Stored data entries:
###

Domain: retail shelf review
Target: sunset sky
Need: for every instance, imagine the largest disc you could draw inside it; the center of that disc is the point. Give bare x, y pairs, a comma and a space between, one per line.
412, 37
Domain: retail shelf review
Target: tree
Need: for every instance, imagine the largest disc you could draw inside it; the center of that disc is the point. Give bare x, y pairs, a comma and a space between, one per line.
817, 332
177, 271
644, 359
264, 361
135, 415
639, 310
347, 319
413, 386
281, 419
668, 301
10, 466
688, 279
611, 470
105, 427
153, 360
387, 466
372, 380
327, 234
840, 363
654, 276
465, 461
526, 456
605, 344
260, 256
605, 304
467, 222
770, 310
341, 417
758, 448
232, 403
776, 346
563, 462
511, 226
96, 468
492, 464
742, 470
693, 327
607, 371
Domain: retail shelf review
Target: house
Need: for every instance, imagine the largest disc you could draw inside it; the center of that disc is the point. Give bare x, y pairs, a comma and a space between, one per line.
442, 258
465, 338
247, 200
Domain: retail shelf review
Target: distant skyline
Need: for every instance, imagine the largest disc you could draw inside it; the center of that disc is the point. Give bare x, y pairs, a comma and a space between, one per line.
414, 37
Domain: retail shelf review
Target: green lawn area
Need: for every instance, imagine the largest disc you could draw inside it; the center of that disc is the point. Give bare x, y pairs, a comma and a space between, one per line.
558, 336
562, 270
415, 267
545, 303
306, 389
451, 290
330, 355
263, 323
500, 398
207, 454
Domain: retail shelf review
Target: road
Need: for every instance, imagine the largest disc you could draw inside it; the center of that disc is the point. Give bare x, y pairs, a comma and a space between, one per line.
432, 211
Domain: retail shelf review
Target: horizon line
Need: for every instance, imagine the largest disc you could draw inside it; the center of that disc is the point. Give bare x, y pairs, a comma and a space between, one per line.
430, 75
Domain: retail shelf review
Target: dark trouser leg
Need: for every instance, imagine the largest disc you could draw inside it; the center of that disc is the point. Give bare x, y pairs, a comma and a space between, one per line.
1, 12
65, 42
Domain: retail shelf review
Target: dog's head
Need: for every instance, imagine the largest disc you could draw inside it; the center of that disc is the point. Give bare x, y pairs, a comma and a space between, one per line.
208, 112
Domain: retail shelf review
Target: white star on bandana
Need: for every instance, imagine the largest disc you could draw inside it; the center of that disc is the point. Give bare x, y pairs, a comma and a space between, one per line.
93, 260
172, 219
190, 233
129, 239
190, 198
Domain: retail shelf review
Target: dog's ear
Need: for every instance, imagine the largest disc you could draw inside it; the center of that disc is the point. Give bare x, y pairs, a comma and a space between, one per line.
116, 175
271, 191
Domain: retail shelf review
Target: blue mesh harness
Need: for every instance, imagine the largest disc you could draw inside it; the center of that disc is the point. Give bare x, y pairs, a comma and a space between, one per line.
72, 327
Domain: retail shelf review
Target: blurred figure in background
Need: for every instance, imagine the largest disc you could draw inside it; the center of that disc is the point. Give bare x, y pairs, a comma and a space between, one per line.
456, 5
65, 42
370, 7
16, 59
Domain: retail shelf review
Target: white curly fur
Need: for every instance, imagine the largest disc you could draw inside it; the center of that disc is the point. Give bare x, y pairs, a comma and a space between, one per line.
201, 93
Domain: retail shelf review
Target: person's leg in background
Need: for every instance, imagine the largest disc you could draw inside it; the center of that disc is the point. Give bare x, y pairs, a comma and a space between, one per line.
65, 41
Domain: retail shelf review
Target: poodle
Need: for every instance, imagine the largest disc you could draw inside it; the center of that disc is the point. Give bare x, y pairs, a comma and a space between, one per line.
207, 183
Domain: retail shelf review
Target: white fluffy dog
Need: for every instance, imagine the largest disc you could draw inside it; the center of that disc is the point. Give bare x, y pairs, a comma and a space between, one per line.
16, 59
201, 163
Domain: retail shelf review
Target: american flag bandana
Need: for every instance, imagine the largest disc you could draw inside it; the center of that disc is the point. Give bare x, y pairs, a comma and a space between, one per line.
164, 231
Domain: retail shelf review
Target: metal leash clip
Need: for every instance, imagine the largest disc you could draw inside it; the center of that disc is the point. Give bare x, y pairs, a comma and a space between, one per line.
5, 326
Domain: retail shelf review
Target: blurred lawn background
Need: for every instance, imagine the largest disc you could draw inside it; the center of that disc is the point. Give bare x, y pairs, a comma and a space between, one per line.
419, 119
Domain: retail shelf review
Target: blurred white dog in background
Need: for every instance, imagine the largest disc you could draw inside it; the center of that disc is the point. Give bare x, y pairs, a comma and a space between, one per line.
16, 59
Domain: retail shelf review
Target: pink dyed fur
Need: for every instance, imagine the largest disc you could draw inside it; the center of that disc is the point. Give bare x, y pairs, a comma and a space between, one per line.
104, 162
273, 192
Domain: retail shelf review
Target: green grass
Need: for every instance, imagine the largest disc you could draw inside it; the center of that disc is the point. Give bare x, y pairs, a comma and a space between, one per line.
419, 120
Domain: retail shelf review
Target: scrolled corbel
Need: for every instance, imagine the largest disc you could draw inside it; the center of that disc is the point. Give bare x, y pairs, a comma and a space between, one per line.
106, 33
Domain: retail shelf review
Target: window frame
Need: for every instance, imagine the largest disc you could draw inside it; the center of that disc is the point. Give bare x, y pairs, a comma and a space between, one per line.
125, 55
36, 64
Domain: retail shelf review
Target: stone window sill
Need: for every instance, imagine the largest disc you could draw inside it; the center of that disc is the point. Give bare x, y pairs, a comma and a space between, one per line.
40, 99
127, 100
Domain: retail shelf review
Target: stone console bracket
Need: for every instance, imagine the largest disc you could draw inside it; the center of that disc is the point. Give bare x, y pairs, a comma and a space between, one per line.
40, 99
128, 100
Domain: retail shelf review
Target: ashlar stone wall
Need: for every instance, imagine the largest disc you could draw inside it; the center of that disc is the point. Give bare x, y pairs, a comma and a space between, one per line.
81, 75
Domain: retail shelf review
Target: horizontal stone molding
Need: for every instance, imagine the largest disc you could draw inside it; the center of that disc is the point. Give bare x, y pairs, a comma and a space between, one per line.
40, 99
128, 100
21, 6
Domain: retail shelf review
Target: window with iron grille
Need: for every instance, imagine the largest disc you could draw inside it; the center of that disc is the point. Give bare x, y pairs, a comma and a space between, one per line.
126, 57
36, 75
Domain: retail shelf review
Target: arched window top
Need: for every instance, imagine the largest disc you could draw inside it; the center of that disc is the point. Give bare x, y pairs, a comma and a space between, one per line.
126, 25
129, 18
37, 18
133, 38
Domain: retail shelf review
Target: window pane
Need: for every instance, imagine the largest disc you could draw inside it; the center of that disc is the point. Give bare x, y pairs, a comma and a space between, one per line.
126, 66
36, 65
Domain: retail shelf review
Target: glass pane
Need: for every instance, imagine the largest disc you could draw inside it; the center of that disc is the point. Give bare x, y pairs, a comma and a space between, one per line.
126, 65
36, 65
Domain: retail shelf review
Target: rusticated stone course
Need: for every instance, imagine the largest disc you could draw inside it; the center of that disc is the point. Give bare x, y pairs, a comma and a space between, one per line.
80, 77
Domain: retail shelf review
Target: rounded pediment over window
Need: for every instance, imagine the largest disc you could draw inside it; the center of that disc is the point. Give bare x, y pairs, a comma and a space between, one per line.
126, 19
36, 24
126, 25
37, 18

###

> **EXERCISE PROMPT**:
When the records above are checked line by line, how many lines contain the word "bandana"? Please give only that number.

> **FINISHED TASK**:
2